### Instructions to follow
Copy every one of the records below verbatim, line for line.
(Input material Opens)
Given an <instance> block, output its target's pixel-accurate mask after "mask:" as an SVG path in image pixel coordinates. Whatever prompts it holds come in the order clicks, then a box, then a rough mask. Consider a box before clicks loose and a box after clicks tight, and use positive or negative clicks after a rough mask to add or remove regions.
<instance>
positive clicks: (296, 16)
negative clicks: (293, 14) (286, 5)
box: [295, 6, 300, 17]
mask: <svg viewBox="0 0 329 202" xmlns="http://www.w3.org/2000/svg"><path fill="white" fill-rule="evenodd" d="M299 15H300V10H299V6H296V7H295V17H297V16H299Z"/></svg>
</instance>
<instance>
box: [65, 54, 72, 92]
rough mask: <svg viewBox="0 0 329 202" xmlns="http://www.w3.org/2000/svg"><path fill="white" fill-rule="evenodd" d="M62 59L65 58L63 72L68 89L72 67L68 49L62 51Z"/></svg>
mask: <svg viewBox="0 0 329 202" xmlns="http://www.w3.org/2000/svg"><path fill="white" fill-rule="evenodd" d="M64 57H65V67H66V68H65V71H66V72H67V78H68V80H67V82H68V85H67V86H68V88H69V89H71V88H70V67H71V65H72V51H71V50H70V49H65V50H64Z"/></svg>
(Input material Closes)
### Worked solution
Given an <instance> block, output its target's pixel-accurate mask after "mask:" as an SVG path in image pixel coordinates. Whatever prompts it holds come in the order clicks, then a box, then a rough mask. Consider a box before clicks loose and a box after clicks tight, and use positive or negative clicks after a rough mask to add or remove regions.
<instance>
positive clicks: (296, 16)
negative clicks: (293, 14) (286, 5)
box: [295, 6, 300, 17]
mask: <svg viewBox="0 0 329 202" xmlns="http://www.w3.org/2000/svg"><path fill="white" fill-rule="evenodd" d="M299 15H300V10H299V6H296V7H295V17H297V16H299Z"/></svg>
</instance>
<instance>
box: [65, 54, 72, 92]
rough mask: <svg viewBox="0 0 329 202" xmlns="http://www.w3.org/2000/svg"><path fill="white" fill-rule="evenodd" d="M62 59L65 58L63 72L68 89L72 67L68 49L62 51Z"/></svg>
mask: <svg viewBox="0 0 329 202" xmlns="http://www.w3.org/2000/svg"><path fill="white" fill-rule="evenodd" d="M64 57H65V67H66V68H65V71H66V72H67V78H68V80H67V82H68V85H67V86H68V88H69V89H71V88H70V67H71V65H72V51H71V50H70V49H65V50H64Z"/></svg>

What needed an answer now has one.